Task description: Nothing but the exact lines from the one containing "Task: point out each instance of the cockpit" through the last line of the records below belongs in your answer.

Record extracts:
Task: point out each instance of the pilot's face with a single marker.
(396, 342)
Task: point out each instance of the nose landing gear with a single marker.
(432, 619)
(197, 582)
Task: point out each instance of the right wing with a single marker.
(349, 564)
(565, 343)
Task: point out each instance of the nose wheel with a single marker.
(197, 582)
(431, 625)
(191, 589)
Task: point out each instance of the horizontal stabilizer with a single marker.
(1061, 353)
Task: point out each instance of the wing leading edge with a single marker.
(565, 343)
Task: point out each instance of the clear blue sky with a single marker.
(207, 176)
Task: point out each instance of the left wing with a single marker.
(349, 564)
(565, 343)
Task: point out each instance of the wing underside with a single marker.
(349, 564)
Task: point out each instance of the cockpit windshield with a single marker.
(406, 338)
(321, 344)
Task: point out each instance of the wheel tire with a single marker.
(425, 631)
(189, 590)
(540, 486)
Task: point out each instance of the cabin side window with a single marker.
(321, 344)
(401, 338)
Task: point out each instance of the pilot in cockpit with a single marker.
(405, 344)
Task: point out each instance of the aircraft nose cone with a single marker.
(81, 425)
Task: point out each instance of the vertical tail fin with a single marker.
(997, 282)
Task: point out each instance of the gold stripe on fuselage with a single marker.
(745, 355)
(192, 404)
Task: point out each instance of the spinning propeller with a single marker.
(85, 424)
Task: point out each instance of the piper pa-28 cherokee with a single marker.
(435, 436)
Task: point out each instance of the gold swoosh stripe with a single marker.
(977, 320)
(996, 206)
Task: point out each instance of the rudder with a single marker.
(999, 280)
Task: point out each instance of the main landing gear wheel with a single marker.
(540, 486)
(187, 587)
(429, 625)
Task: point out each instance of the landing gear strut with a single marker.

Answer to this exercise:
Task: point out each instance of the cockpit windshield with a single marker.
(406, 338)
(321, 344)
Task: point out each instance of the wheel tire with a single marker.
(425, 631)
(189, 590)
(540, 486)
Task: point out each instance of the cabin side window with a single marker.
(321, 344)
(401, 338)
Task: point out each instance of the pilot in cockpit with a single marker.
(405, 344)
Task: point out each instance of the aircraft nose cone with a single marker.
(81, 425)
Task: point out each instance of the vertical tail fin with a single marker.
(997, 282)
Task: point out each instance of the gold stripe on fuselage with a single marker.
(745, 355)
(192, 404)
Task: point out each instance of the spinning propeller with a single marker.
(85, 424)
Task: point out each instance of the piper pa-28 cherokee with a single marker.
(435, 436)
Task: point out each instance of the gold swoosh stripe with a single marker.
(977, 320)
(996, 206)
Task: point out each instance of the rudder with a single marker.
(999, 280)
Task: point out each instance of the main landing gear wheel with a single marker.
(540, 486)
(187, 587)
(429, 625)
Task: point out each instance of the landing gear strut with a single marker.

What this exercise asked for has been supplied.